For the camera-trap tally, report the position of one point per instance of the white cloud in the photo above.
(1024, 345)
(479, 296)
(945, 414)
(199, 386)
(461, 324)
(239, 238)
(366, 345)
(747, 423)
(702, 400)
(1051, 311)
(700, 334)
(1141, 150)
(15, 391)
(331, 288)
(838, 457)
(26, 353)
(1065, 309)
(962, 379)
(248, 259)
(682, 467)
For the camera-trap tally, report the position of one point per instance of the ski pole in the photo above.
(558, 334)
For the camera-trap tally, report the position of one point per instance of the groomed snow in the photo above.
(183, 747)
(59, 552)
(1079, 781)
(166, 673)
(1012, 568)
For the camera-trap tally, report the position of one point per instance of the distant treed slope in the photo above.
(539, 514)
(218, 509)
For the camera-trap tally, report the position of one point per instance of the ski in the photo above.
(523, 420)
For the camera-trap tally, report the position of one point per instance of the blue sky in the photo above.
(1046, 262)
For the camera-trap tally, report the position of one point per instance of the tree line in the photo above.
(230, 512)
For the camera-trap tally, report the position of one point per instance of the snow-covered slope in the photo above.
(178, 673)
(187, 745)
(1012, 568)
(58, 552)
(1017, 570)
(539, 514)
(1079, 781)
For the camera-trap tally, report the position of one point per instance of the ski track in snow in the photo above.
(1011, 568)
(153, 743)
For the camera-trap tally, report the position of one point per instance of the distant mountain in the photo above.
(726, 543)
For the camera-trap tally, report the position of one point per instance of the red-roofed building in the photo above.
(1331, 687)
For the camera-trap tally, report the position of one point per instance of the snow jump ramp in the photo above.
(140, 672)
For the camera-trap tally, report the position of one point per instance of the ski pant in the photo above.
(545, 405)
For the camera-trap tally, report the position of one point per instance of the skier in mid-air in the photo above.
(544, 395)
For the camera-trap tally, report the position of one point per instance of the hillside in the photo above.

——

Objective:
Can you scale everything from the line containing "in snow in the photo above." down to the end of the records, writing out only those lines again, requests included, with every coordinate in the answers multiplied by 2.5 and rounded to a whole number, halves rounded up?

The solution:
For the camera-trap tally, report the position of one point per instance of the ski track in snow in the photo above.
(2528, 1420)
(383, 1858)
For the camera-trap tally, report the position of one point per instance of the distant mountain in the photo above.
(1815, 1358)
For the camera-trap tally, report the position of one point per instance of the red-roofed building in the photo above.
(3328, 1718)
For the camera-trap tally, report the position of one point per instance of the snow jump ramp in the photo above.
(350, 1680)
For the camera-trap tally, report the position of one point per instance of the ski pant in the photo above.
(1363, 1013)
For the camera-trap tally, report the position of one point per instance of the skier in mid-air in the photo above.
(1360, 988)
For the camera-trap tally, report the position of one point per instance of the hillside in the photo above.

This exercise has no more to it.